**Page excerpt**
◇ ◇ ◇ ◇ ◇ ◇ ◇

Well the message is telling you message is null. I've never had that, and if you are feeding in a source with message that can't happen. It's probably missconf of your input.

splitice avatar Dec 16 '16 10:12 splitice

Maybe the best way is url decode before json decode.

vus520 avatar Dec 16 '16 12:12 vus520

@vus520 urlencoding is entirely different format. %20 etc.

splitice avatar Dec 17 '16 03:12 splitice

@splitice

how about replace \x to % first then urldecode .

vus520 avatar Dec 17 '16 05:12 vus520

that would result strings containing %[num] being incorrectly translated.

splitice avatar Dec 17 '16 05:12 splitice

Good news for nginx users: log_format supports json encoding starting from nginx 1.11.8:

  • http://nginx.org/en/docs/http/ngx_http_log_module.html#log_format

bobrik avatar Jan 01 '17 22:01 bobrik

Has anyone done any compatibility testing with strange encoding or real-world data?

◇ ◇ ◇ ◇ ◇ ◇ ◇

**Data segment**

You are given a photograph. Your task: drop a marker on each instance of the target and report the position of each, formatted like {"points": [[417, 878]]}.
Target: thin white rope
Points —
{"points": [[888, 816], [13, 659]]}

◇ ◇ ◇ ◇ ◇ ◇ ◇

**Actions to take**
• A. From the thread about decoding log messages, extract everything from "Well the message" down to "format. %20 etc.".
• B. Answer these questions from the thread about decoding log messages:
(i) According to splitice, what is probably behind the null message?
(ii) Starting with which nginx version does log_format support json encoding?
(iii) What does splitice say would happen if \x were replaced with % before url decoding?

**Answers**
• A.
Well the message is telling you message is null. I've never had that, and if you are feeding in a source with message that can't happen. It's probably missconf of your input.

splitice avatar Dec 16 '16 10:12 splitice

Maybe the best way is url decode before json decode.

vus520 avatar Dec 16 '16 12:12 vus520

@vus520 urlencoding is entirely different format. %20 etc.

• B.
(i) A misconfiguration of the input.
(ii) nginx 1.11.8.
(iii) Strings containing %[num] would be incorrectly translated.